— Written problem —
Write out the whole listing again, exactly as given.

══════════

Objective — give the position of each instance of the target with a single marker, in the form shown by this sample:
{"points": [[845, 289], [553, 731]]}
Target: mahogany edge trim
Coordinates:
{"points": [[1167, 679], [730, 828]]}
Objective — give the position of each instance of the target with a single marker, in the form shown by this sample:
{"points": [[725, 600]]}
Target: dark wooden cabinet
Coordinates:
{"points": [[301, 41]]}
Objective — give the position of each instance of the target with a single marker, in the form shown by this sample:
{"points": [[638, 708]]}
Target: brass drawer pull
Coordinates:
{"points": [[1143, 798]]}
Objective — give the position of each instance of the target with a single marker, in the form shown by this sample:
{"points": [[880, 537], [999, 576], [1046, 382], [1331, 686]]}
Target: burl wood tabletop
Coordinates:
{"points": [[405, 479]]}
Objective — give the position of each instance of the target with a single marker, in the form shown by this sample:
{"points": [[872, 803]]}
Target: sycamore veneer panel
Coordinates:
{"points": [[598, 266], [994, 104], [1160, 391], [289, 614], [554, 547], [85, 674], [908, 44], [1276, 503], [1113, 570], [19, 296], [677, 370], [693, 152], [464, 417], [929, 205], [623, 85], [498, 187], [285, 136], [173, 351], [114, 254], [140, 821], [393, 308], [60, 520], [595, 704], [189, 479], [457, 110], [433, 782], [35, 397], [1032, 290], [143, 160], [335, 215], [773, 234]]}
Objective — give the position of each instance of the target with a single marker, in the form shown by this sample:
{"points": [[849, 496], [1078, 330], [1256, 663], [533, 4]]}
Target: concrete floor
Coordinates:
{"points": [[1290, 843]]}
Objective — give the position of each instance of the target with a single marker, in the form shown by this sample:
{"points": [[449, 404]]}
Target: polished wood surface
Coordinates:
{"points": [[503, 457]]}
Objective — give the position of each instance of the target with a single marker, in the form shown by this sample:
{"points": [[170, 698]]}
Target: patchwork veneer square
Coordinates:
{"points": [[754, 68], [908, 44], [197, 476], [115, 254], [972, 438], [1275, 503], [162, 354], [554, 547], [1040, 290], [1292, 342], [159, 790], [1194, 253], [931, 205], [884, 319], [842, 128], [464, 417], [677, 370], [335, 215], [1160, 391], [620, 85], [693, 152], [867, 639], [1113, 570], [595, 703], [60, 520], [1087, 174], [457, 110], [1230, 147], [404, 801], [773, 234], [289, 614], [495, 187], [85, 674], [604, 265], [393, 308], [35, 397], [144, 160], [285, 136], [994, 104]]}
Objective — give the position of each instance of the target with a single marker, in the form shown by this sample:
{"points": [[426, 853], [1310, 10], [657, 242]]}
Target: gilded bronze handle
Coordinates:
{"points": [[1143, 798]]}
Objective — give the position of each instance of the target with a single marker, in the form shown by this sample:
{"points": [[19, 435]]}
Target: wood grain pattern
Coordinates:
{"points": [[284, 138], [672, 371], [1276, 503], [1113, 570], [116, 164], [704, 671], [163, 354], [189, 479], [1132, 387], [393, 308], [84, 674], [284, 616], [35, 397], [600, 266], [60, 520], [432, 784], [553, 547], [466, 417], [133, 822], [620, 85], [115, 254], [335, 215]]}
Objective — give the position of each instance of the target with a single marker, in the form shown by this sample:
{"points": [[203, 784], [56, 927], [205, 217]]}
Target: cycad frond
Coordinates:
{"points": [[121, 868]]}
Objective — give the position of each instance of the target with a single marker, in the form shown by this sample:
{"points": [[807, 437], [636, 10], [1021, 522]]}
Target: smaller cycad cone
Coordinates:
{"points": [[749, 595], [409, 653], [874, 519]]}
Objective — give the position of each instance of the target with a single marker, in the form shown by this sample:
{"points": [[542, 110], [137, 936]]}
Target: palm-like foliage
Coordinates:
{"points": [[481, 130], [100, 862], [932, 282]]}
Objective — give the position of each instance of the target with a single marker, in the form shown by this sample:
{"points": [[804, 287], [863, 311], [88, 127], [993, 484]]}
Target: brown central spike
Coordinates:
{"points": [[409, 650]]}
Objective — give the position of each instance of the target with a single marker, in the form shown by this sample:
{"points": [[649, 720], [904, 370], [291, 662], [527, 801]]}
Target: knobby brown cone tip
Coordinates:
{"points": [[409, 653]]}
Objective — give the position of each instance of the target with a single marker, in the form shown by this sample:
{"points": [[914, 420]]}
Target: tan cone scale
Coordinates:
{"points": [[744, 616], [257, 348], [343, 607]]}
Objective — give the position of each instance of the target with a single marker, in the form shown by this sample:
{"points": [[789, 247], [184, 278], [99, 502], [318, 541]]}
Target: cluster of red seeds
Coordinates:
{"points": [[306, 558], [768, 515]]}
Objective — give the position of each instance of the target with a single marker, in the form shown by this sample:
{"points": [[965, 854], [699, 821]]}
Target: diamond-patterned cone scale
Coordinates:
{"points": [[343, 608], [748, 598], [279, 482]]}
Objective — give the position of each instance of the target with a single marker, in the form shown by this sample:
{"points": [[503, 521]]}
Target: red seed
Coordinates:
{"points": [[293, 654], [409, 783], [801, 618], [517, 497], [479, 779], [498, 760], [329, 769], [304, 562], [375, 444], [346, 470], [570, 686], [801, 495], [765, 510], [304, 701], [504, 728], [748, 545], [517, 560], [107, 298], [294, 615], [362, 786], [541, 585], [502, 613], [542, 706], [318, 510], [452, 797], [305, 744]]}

══════════

— Correct result —
Objective — give the position of each instance of the target with a single marker, in the form shown by this sample:
{"points": [[845, 289], [553, 731]]}
Target: mahogany edge trim
Coordinates:
{"points": [[1167, 679], [730, 828]]}
Objective — give the position of each instance of the target with a single marker, in the form shown by this sample:
{"points": [[725, 600]]}
Target: dark wooden cabinet
Coordinates:
{"points": [[301, 41]]}
Objective — give the position of each instance of the target with a single marker, in the form shown by this sample:
{"points": [[638, 708]]}
Target: brass drawer pull
Coordinates:
{"points": [[1143, 798]]}
Objective — give the position of each instance of the target with a single marker, in the form shown by this sample:
{"points": [[880, 537], [999, 576], [1046, 382], [1331, 686]]}
Target: burl wood tabletop
Coordinates:
{"points": [[405, 479]]}
Objective — give the position of each instance of the target with a single marker, in the form shown by this sample:
{"points": [[872, 803]]}
Target: sycamore veneer panel
Coordinates:
{"points": [[598, 266], [994, 104], [1160, 391], [289, 614], [554, 547], [85, 674], [908, 44], [1276, 503], [1113, 570], [19, 296], [677, 370], [693, 152], [464, 417], [929, 205], [623, 85], [498, 187], [285, 136], [173, 351], [114, 254], [140, 821], [393, 308], [60, 520], [595, 704], [189, 479], [457, 110], [433, 782], [35, 397], [1032, 290], [143, 160], [335, 215], [773, 234]]}
Objective — give the position of each instance of the target with a single marker, in the form shown by this sample:
{"points": [[849, 496], [1078, 330], [1256, 663], [533, 4]]}
Target: concrete floor
Coordinates:
{"points": [[1290, 843]]}
Objective — give the position of each instance of the target with a single marker, in the form shown by this sample:
{"points": [[449, 404]]}
Target: polished wood surface
Coordinates:
{"points": [[503, 457]]}
Objective — give the position of each instance of the target with a single marker, in the form shown by this sample:
{"points": [[170, 698]]}
Target: patchwork veneer square
Coordinates:
{"points": [[754, 68], [908, 44], [197, 476], [115, 254], [972, 438], [1275, 503], [162, 354], [554, 547], [1040, 290], [1292, 342], [159, 790], [1194, 253], [931, 205], [884, 319], [842, 128], [464, 417], [677, 370], [335, 215], [1160, 391], [620, 85], [693, 152], [867, 639], [1113, 570], [595, 703], [60, 520], [1087, 174], [457, 110], [1230, 147], [404, 801], [773, 234], [289, 614], [495, 187], [85, 674], [604, 265], [393, 308], [35, 397], [144, 160], [285, 136], [994, 104]]}
Objective — give the position of each instance of the target with a single marker, in the form shown by this sample:
{"points": [[426, 853], [1310, 10], [657, 242]]}
Target: gilded bronze handle
Coordinates:
{"points": [[1143, 798]]}
Objective — give the position of each instance of the target with a single marker, in the form shown by this sample:
{"points": [[19, 435]]}
Target: wood grain pattern
Coordinates:
{"points": [[284, 138], [672, 371], [1276, 503], [1113, 570], [116, 164], [704, 671], [163, 354], [189, 479], [1132, 387], [393, 308], [84, 674], [284, 616], [35, 397], [600, 266], [60, 520], [432, 784], [553, 547], [466, 417], [133, 822], [620, 85], [115, 254], [335, 215]]}
Objective — give the position of each instance of the target with a single marker, in the form shown by this sample:
{"points": [[203, 784], [56, 927], [205, 217]]}
Target: cycad frond
Coordinates:
{"points": [[121, 868]]}
Objective — give the position of each instance of the target with a single marker, in the form shown by this sample:
{"points": [[807, 437], [636, 10], [1021, 522]]}
Target: smaller cycad cone
Coordinates:
{"points": [[749, 595], [409, 653], [874, 519]]}
Objective — give the position of each instance of the target with a single marker, in the form shown by this sample:
{"points": [[542, 110], [137, 936]]}
Target: palm-like foliage
Coordinates:
{"points": [[481, 130], [100, 862], [932, 282]]}
Objective — give the position of each instance of the target with a single marker, in the form shown by this sample:
{"points": [[804, 287], [863, 311], [88, 127], [993, 484]]}
Target: brown central spike
Coordinates:
{"points": [[409, 650]]}
Objective — give the position of each instance of the target with a single marker, in the form shown by this sample:
{"points": [[649, 720], [904, 370], [291, 662], [527, 801]]}
Target: knobby brown cone tip
Coordinates:
{"points": [[409, 653]]}
Objective — give the position of each instance of the target with a single marker, in the form shown by this sample:
{"points": [[914, 420]]}
Target: tan cone scale
Coordinates:
{"points": [[744, 616], [257, 348], [343, 607]]}
Objective — give the position of each instance of the target with a single marker, in the form shown by this sample:
{"points": [[789, 247], [184, 278], [99, 502], [318, 541]]}
Target: cluster of red seeds
Coordinates:
{"points": [[306, 558], [768, 515]]}
Objective — give the position of each instance of the target with a single marker, in the form shown by this sample:
{"points": [[965, 854], [699, 821]]}
Target: diamond-patterned cone scale
Coordinates:
{"points": [[343, 608], [748, 598], [279, 482]]}
Objective — give the position of each instance of the target with a single marker, in the form shown by this sample:
{"points": [[503, 521]]}
Target: red seed
Coordinates:
{"points": [[293, 654], [409, 783], [801, 618], [517, 497], [479, 779], [498, 760], [329, 769], [304, 562], [375, 444], [346, 470], [570, 686], [801, 495], [765, 510], [304, 701], [504, 728], [748, 545], [517, 560], [107, 298], [294, 615], [362, 786], [541, 585], [502, 613], [542, 706], [318, 510], [452, 797], [305, 744]]}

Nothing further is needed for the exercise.